§ **Aim of the task**: Transcribe all the records exactly and omit any images they hold.
--- start of The data ---
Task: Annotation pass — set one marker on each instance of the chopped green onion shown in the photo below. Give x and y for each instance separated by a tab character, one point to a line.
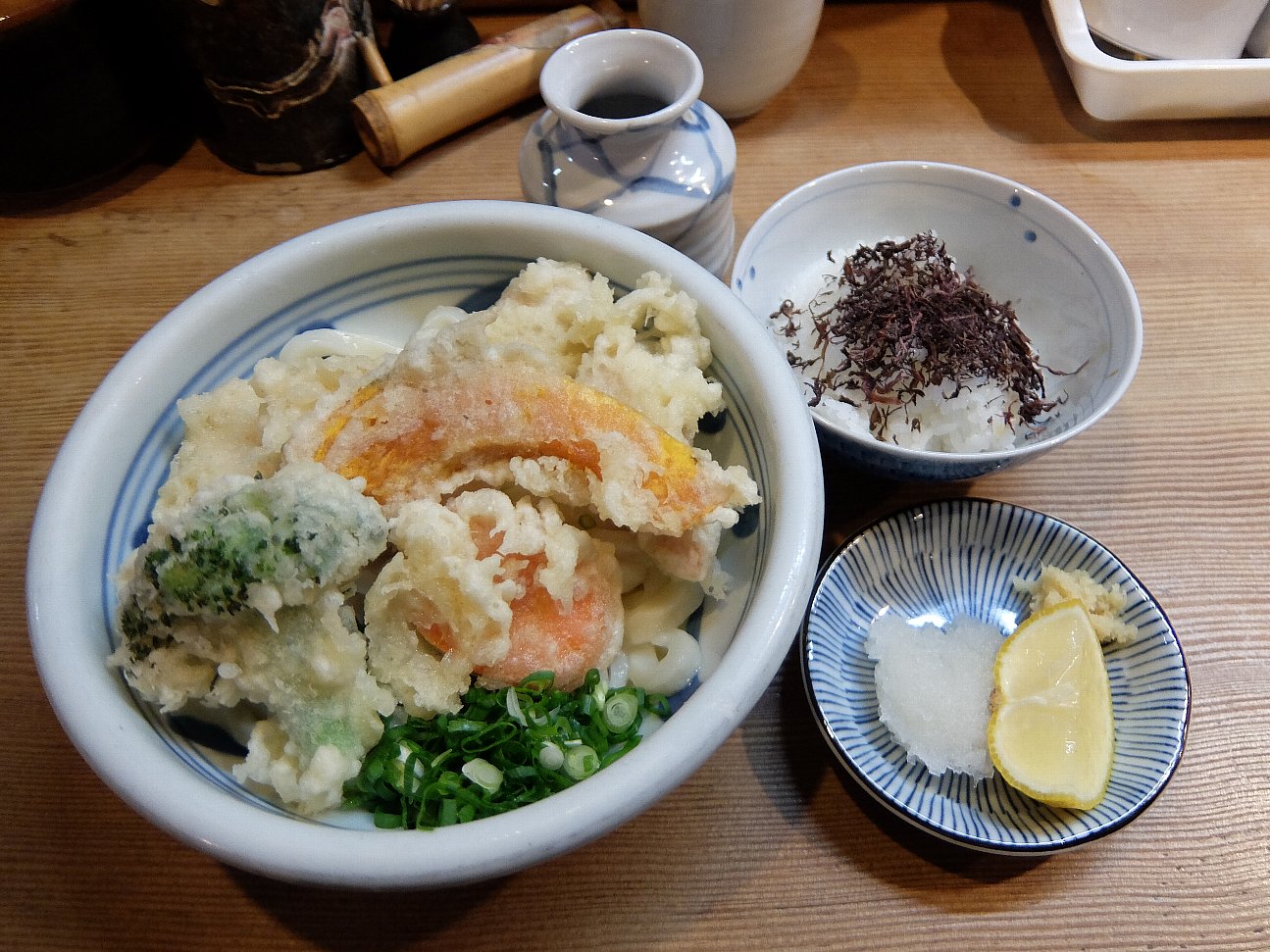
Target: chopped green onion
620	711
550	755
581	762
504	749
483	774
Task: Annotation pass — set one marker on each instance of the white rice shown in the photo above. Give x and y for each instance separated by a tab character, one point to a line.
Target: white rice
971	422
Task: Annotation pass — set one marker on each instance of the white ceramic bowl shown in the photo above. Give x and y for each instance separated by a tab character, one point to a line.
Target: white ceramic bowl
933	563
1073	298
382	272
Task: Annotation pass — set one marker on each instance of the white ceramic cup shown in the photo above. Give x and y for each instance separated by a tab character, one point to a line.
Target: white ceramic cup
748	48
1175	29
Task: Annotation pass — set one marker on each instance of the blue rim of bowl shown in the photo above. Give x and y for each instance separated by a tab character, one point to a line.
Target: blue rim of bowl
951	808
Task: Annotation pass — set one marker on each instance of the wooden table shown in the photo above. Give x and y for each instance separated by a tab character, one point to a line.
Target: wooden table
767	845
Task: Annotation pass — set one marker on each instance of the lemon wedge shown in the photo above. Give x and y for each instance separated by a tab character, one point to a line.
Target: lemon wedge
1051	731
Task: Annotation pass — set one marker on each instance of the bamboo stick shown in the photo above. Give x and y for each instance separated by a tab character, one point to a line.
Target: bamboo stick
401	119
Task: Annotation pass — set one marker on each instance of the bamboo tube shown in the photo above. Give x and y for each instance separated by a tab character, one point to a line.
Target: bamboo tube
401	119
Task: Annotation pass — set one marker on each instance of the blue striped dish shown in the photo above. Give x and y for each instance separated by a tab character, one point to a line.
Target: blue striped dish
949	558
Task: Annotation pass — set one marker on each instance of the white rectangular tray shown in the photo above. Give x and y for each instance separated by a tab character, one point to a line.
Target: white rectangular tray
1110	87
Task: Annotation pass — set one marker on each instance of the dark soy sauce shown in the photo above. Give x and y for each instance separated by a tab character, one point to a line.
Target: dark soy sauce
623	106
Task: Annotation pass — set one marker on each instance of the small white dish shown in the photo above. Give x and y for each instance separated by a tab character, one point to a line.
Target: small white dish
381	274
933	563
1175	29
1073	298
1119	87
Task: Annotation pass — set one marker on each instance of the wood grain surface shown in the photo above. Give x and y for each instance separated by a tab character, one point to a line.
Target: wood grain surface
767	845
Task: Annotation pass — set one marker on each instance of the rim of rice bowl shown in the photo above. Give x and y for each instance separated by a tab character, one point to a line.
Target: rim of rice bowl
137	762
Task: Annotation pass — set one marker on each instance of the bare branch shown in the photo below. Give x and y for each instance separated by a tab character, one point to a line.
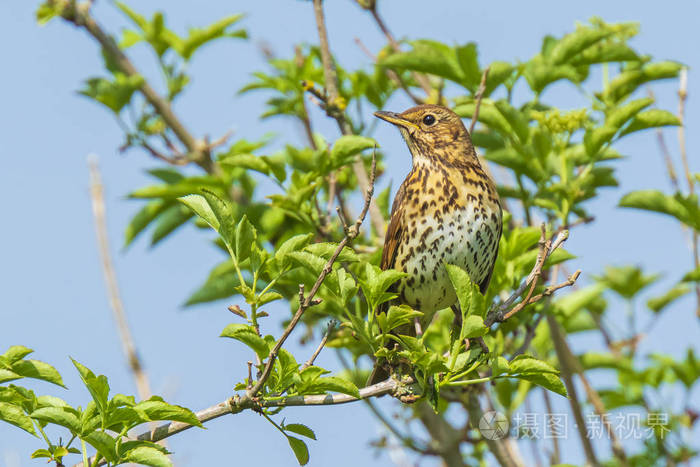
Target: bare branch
--- end of The data ---
§ **Finished exercise**:
Task: Annotation pass — set one marker on each instance of the chopped green onion shown in the photo below. Give x and y for each instance separated by a tab character, one point to a line.
Target: chopped green onion
620	711
550	755
581	762
504	749
483	774
Task: Annotation pass — set one marker on each instance of the white rice shown in the photo above. Give x and y for each instance separated by a tab character, one point to a line.
Target: white rice
971	422
Task: Annotation pass — set one marker on each instance of the white ceramic bowl shown in the photo above. Give x and y for each instance separated by a tab character, one point to a line.
Target: white ceramic bowl
933	563
1073	298
382	272
Task: Annotation pass — set one marker on each instance of the white ceramic cup shown in the photo above. Give x and y for each instance separated by a tab character, one point to a line.
Target: white ceramic cup
748	48
1175	29
Task: Annotation pass — set one marker on each instance of the blue rim of bowl shown in the photo above. Give x and y for each instance separated by a tab character, one point to a line.
Target: blue rim of bowl
951	808
Task: Annotation pass — set one marker on each instance of the wooden table shown in the photo above. Give x and y for each instance separated by a tab character, one point to a line.
Target: wooden table
767	845
Task: Annotation pass — set one marker on each instance of the lemon wedge shown in the photo above. Give x and y for each instance separated by a tab character, one point to a line.
Target: lemon wedge
1051	731
Task: Annotation pass — set one marker on each instance of the bamboo stick shown in the photo above. Give x and y for each instance separated by a tab character, one point to a line.
Target: bamboo stick
401	119
Task: Annotation pass — set one marker on each instance of the bamboo tube shown in the photo above. Give x and y for each instance separated by a tab character, one point to a line.
Target: bamboo tube
401	119
Task: Annotation pass — set one marker on each instance of the blue striped dish shown in the photo above. Give x and y for each instance separated by a tab character, one point to a line.
Target: blue striped dish
949	558
Task: Annotation pass — set one marker on each instance of the white rectangular tray shown in the photo above. Give x and y for each instance separated by a tab character, one point to a line.
Target: white rectangular tray
1110	87
Task: Annotation pass — set one marker on each instance of the dark soy sauce shown in the photo above. Give x and y for each instance separated by a tab character, one point to a line.
Target: dark soy sauce
623	106
Task: Annotation pass — set one marker on each instance of the small white dish shown in the photo above. Give x and y for each instance separated by a tab character, one point to a line.
Target: small white dish
381	274
933	563
1175	29
1073	298
1119	87
Task: Annotation pass — set one marker on each instance of the wood grain surface shown in the photo above. Give x and y for each instance separated by a tab character, one point to a line.
Target: wood grain surface
767	845
Task: Annotation pass — set one marker on each instance of the rim of rice bowl shown in the photo above. Give x and y for each instance separated by a tab character, one point to a line.
Target: rim of rice bowl
137	762
Task: Annotation pass — set one marker on each instance of the bare branch shown in the photo below. Give x and y for each instance separated by a tab character, one point to a line.
Target: bare branch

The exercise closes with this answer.